Exercise details →
Output the records. Match them exactly.

Extracted data →
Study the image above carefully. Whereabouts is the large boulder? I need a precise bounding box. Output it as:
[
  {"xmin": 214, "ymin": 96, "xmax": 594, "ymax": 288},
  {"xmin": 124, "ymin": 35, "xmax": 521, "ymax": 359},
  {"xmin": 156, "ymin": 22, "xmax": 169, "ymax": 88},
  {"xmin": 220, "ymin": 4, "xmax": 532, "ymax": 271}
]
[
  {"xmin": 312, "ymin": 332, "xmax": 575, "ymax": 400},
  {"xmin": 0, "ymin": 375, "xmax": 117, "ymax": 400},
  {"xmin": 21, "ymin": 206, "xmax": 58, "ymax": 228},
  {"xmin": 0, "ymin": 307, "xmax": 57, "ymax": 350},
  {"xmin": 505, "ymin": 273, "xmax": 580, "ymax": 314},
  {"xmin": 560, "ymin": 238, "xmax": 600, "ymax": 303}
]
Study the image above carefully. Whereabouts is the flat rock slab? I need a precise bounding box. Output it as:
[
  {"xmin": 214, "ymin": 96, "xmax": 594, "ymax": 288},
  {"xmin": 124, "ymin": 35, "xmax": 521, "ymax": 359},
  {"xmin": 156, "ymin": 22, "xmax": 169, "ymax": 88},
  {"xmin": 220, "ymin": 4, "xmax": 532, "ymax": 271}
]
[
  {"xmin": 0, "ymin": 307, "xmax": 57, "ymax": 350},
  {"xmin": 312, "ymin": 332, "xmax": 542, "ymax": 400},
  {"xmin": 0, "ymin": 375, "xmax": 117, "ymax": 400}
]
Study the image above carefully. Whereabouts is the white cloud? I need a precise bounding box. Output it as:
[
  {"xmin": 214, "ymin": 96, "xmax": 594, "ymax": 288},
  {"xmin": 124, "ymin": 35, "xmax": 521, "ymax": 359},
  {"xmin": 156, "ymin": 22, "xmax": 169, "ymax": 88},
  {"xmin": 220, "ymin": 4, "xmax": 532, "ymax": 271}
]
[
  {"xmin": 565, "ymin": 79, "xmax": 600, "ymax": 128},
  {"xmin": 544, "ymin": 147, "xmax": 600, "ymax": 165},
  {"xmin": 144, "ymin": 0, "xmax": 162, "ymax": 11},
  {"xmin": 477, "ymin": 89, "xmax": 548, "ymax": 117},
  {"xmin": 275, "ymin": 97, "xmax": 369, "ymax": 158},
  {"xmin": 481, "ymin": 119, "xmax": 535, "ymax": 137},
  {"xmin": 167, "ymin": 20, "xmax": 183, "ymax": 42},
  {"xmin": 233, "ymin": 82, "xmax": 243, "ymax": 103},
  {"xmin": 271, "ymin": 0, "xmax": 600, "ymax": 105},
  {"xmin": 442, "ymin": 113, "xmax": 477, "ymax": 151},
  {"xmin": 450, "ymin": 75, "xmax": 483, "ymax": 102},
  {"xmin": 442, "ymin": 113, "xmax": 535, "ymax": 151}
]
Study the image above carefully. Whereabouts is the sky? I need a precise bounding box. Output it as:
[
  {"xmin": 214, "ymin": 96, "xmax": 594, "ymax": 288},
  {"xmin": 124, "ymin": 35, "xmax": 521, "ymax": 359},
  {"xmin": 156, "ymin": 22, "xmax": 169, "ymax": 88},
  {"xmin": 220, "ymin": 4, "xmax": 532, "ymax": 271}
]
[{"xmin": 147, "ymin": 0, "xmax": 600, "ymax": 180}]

Response to the task →
Study the image above carefully. Whereabouts is the large boulder? I need a precise bounding box. Output it as:
[
  {"xmin": 214, "ymin": 96, "xmax": 594, "ymax": 288},
  {"xmin": 124, "ymin": 35, "xmax": 521, "ymax": 359},
  {"xmin": 156, "ymin": 22, "xmax": 169, "ymax": 88},
  {"xmin": 220, "ymin": 4, "xmax": 532, "ymax": 271}
]
[
  {"xmin": 312, "ymin": 332, "xmax": 575, "ymax": 400},
  {"xmin": 0, "ymin": 375, "xmax": 117, "ymax": 400},
  {"xmin": 21, "ymin": 206, "xmax": 58, "ymax": 228},
  {"xmin": 0, "ymin": 307, "xmax": 57, "ymax": 350},
  {"xmin": 505, "ymin": 273, "xmax": 580, "ymax": 314},
  {"xmin": 560, "ymin": 238, "xmax": 600, "ymax": 303}
]
Study the image above carefully. Whereabouts is the flat rock slab? I need a precise bounding box. Output it as:
[
  {"xmin": 214, "ymin": 96, "xmax": 594, "ymax": 288},
  {"xmin": 124, "ymin": 35, "xmax": 521, "ymax": 359},
  {"xmin": 156, "ymin": 22, "xmax": 169, "ymax": 88},
  {"xmin": 220, "ymin": 4, "xmax": 532, "ymax": 271}
]
[
  {"xmin": 0, "ymin": 307, "xmax": 57, "ymax": 350},
  {"xmin": 312, "ymin": 332, "xmax": 542, "ymax": 400},
  {"xmin": 0, "ymin": 375, "xmax": 117, "ymax": 400}
]
Study the image above carefully. Whereabouts is the white cloud? I need a precise bounding box. Output it as:
[
  {"xmin": 214, "ymin": 96, "xmax": 594, "ymax": 288},
  {"xmin": 124, "ymin": 35, "xmax": 521, "ymax": 359},
  {"xmin": 156, "ymin": 22, "xmax": 169, "ymax": 88},
  {"xmin": 220, "ymin": 4, "xmax": 532, "ymax": 271}
]
[
  {"xmin": 565, "ymin": 79, "xmax": 600, "ymax": 128},
  {"xmin": 544, "ymin": 147, "xmax": 600, "ymax": 165},
  {"xmin": 144, "ymin": 0, "xmax": 162, "ymax": 11},
  {"xmin": 477, "ymin": 89, "xmax": 548, "ymax": 117},
  {"xmin": 275, "ymin": 97, "xmax": 369, "ymax": 158},
  {"xmin": 481, "ymin": 119, "xmax": 535, "ymax": 137},
  {"xmin": 167, "ymin": 20, "xmax": 183, "ymax": 42},
  {"xmin": 233, "ymin": 82, "xmax": 243, "ymax": 103},
  {"xmin": 271, "ymin": 0, "xmax": 600, "ymax": 105},
  {"xmin": 442, "ymin": 113, "xmax": 477, "ymax": 151},
  {"xmin": 450, "ymin": 75, "xmax": 483, "ymax": 102},
  {"xmin": 442, "ymin": 113, "xmax": 535, "ymax": 151}
]
Study the image above carefully. Whereabouts is the sky? I need a precise bounding box. Output it as:
[
  {"xmin": 214, "ymin": 96, "xmax": 594, "ymax": 288},
  {"xmin": 124, "ymin": 35, "xmax": 521, "ymax": 359},
  {"xmin": 156, "ymin": 22, "xmax": 169, "ymax": 88},
  {"xmin": 220, "ymin": 4, "xmax": 532, "ymax": 271}
]
[{"xmin": 147, "ymin": 0, "xmax": 600, "ymax": 180}]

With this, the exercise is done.